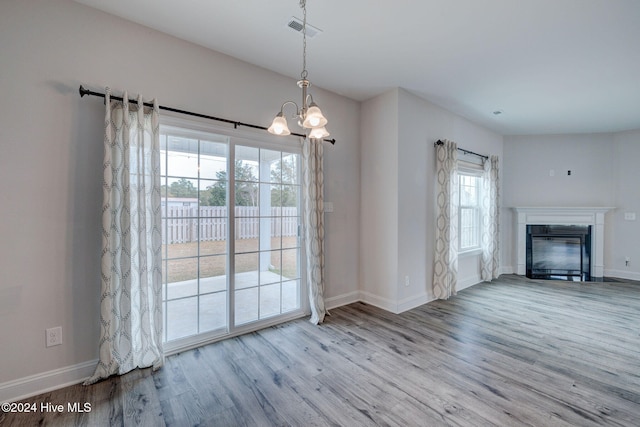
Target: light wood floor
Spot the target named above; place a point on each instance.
(513, 352)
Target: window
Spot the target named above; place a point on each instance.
(230, 233)
(469, 214)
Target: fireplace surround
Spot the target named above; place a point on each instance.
(573, 217)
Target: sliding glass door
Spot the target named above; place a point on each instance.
(231, 234)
════════
# Exercise brief:
Leaving the pictures out, output each line of the listing exactly.

# Final answer:
Target: light wood floor
Spot the target named above; place a point on each instance.
(513, 352)
Target: window
Spot the target named above; place a point on each instance.
(230, 233)
(469, 214)
Target: fireplace surround
Spot the target named above; place a point on each instance.
(573, 217)
Target: sliding glass door
Spot the target named above; place a point on each instance.
(231, 234)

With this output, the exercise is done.